Image segmentation entries:

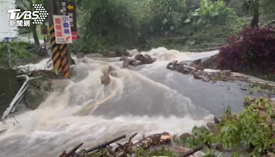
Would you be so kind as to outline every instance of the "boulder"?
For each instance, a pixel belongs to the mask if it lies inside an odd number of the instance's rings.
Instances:
[[[266,157],[275,157],[275,154],[274,153],[268,153]]]
[[[186,140],[187,138],[192,138],[192,137],[195,137],[195,136],[190,133],[185,132],[185,133],[182,134],[181,136],[179,136],[179,138],[182,140]]]
[[[116,52],[110,52],[107,56],[106,56],[107,58],[113,58],[113,57],[116,57]]]
[[[127,50],[116,50],[116,56],[130,56],[130,54]]]
[[[107,85],[111,83],[111,78],[109,75],[103,75],[100,77],[100,80],[102,85]]]
[[[120,61],[126,61],[126,60],[129,60],[129,59],[127,57],[127,56],[122,56],[120,59]]]
[[[174,67],[177,65],[177,61],[173,61],[170,62],[167,66],[166,66],[166,69],[168,70],[174,70]]]
[[[87,58],[103,58],[102,54],[99,53],[86,54],[85,56]]]
[[[135,59],[135,60],[140,60],[142,56],[143,56],[142,54],[139,54],[136,55],[136,56],[134,57],[134,59]]]
[[[129,60],[123,61],[122,67],[129,67],[129,62],[130,62]]]
[[[218,59],[219,54],[217,54],[205,59],[195,60],[192,63],[204,68],[217,70]]]
[[[78,52],[76,54],[77,59],[84,58],[85,56],[85,54],[83,52]]]
[[[200,79],[201,79],[201,77],[200,77],[197,74],[194,74],[194,79],[200,80]]]
[[[137,61],[137,60],[134,60],[133,61],[131,61],[130,63],[131,63],[131,65],[133,65],[133,66],[138,66],[138,65],[140,65],[142,64],[140,61]]]
[[[154,63],[154,61],[152,59],[152,57],[148,54],[142,56],[139,59],[137,60],[140,61],[141,64],[151,64]]]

#### [BRIEF]
Please set down the material exactly, starting at its beginning and ending with the line that contains "[[[266,157],[275,157],[275,154],[274,153],[268,153]]]", with that line included. Leave the pictures out of your answer.

#### [ANSWER FOR THIS EXERCISE]
Would you be so kind as to outline every instance of the "boulder"?
For each instance, a pixel belongs to the mask if it lies inside an odd number of the instance's rings.
Instances:
[[[266,157],[275,157],[275,154],[274,153],[268,153]]]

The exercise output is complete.